= 1990 in chess =

Events in chess in 1990;

==Top players==

FIDE top 10 by Elo rating - January 1990

1. Garry Kasparov URS 2800
2. Anatoly Karpov URS 2730
3. Jan Timman NLD 2680
4. Vassily Ivanchuk URS 2665
5. Mikhail Gurevich URS 2645
6. Valery Salov URS 2645
7. Alexander Beliavsky URS 2640
8. Nigel Short ENG 2635
9. Ulf Andersson SWE 2630
10. Viktor Korchnoi SUI 2625

==Chess news in brief==

- The Candidates' final is held in Kuala Lumpur. Anatoly Karpov defeats Jan Timman 6½-2½ to become Garry Kasparov's challenger once more. In a very close match for the World Chess Championship, held in Lyon, Kasparov has just too much for his long-standing rival and ends up retaining his title by a score of 12½-11½. He wins $1.7million in prize money.
- Sixty-four players compete at the Manila Interzonal. Boris Gelfand and Vassily Ivanchuk are joint winners with 9/13. Viswanathan Anand and Nigel Short score 8½/13 to finish with a share of third place.
- The Women's (Moscow) Interzonal is closely contested by co-winners Ketino Kachiani and Alisa Galliamova. Nona Gaprindashvili is victorious at the Women's (Malaysia) Interzonal.
- Gata Kamsky and Ivanchuk share success at a double round tournament in Tilburg, each scoring 8½/14.
- Kasparov wins the Linares chess tournament with 8/11. Gelfand takes second place with 7½/11.
- Yasser Seirawan triumphs at the Haninge tournament with 8½/11, ahead of Jan Ehlvest and Karpov (each with 7½/11).
- Alexander Beliavsky wins the OHRA tournament in Amsterdam.
- Karpov wins at Biel with 9½/14, ahead of Ulf Andersson (8/14) and Tony Miles (7½/14)
- John Nunn is the victor at Wijk aan Zee's annual Hoogovens tournament.
- Anand and Kamsky tie for first in a strong New Delhi tournament.

_Complete the following_.
1: Name every player in the 1990 chess article's January 1990 top-10 list whose country is given as URS.
2: Decide whether each statement agrees with the 1990 chess article, and support each yes or no with the deciding words quoted from it: (a) Karpov beat Timman 6½-2½ in Kuala Lumpur. (b) Gelfand won the Linares tournament. (c) Nona Gaprindashvili won the Women's Interzonal held in Moscow.
3: Extend the 1990 chess article beyond its last entry.

_Source data_.
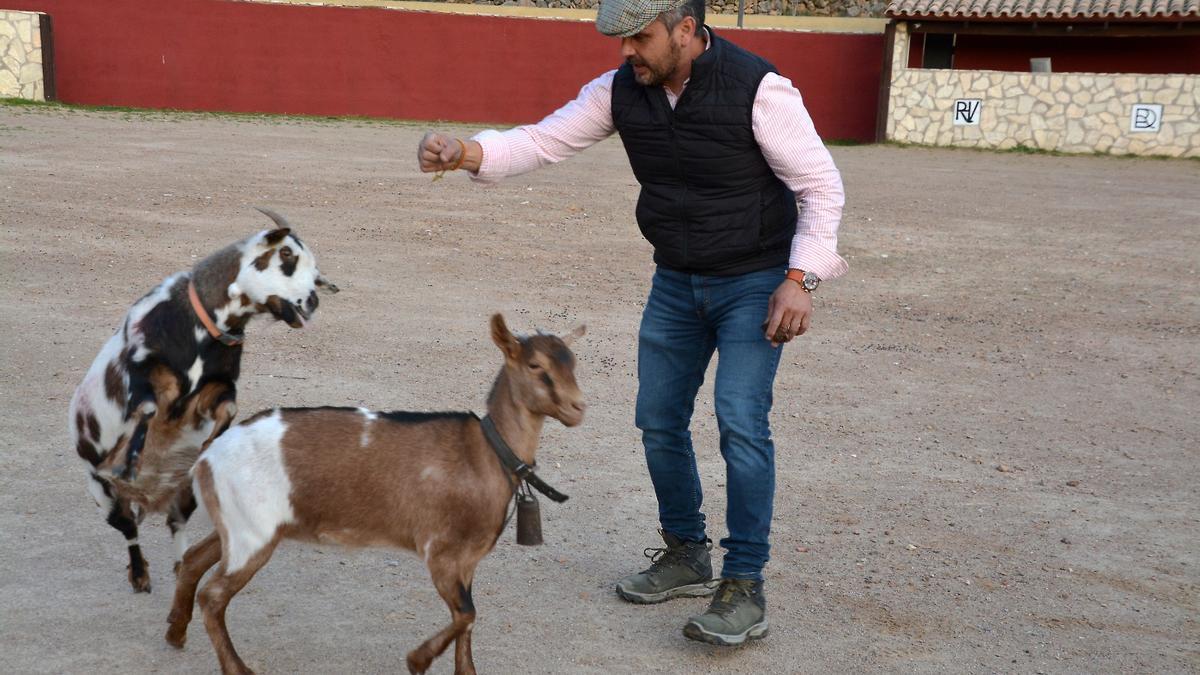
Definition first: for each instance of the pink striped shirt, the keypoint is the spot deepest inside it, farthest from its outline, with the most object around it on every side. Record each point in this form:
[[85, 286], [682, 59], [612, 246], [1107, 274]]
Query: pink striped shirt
[[781, 126]]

_Per-task answers_.
1: Garry Kasparov, Anatoly Karpov, Vassily Ivanchuk, Mikhail Gurevich, Valery Salov, Alexander Beliavsky

2:
(a) Yes: "The Candidates' final is held in Kuala Lumpur. Anatoly Karpov defeats Jan Timman 6½-2½"
(b) No: "Kasparov wins the Linares chess tournament with 8/11. Gelfand takes second place with 7½/11."
(c) No: "The Women's (Moscow) Interzonal is closely contested by co-winners Ketino Kachiani and Alisa Galliamova. Nona Gaprindashvili is victorious at the Women's (Malaysia) Interzonal."

3:
- Qualifiers from the GMA's Open tournament series come together in Moscow to contest the final. It is won jointly by Jon Speelman, Mikhail Gurevich, Alexander Khalifman, Zurab Azmaiparashvili and Evgeny Bareev.
- One hundred and seven teams take part at the Chess Olympiad, held at Novi Sad. The USSR win by a good margin, with 39/56. The USA and England share second place on 35½/56, with the USA taking silver medals on tie-break. The best individual rating performances come from Robert Hübner (gold), Murray Chandler (silver) and Vassily Ivanchuk (bronze). The Women's Olympiad is won by Hungary, on tie-break from the USSR (both 35/42), with China taking bronze on 29/42. The Polgar family are multiple medal winners, each sister taking gold for her respective board, along with a haul of team and performance rating medals. Ketevan Arakhamia earns a gold medal for her perfect 12/12 score as first reserve for the USSR.
- Charismatic Grandmaster Guillermo Garcia Gonzales of Cuba is killed in a car accident in Havana, while preparing to take part in the Olympiad.
- Kasparov wins a training match against Lev Psakhis +4, -0, =2 in Murcia, Spain.
- A 'Chess Summit', held in Reykjavík, comprises four teams of ten players. The USSR wins (31½/60) ahead of England (31/60), USA (30/60) and a combined 'Nordic countries' team (27½/60). England records its first ever match victory over the Soviet team with a 6-4 result.
- Beliavsky, Leonid Yudasin, Evgeny Bareev and Alexey Vyzmanavin tie for first place in the penultimate USSR Chess Championship, held in Leningrad (soon to be renamed Saint Petersburg). Beliavsky is awarded the title on tie-break.
- Lev Alburt wins the US Chess Championship in Jacksonville. Elena Donaldson takes the Women's Championship, held in Spartanburg, South Carolina.
- James Plaskett is the winner of the British Chess Championship, held at Eastbourne. Susan Arkell is the Women's Champion.
- Igor Glek wins the World Open in Philadelphia.
- Khalifman wins the New York Open and Bent Larsen takes the (Watson, Farley & Williams) New York International with 6½/9, ahead of Vasilios Kotronias (6/9).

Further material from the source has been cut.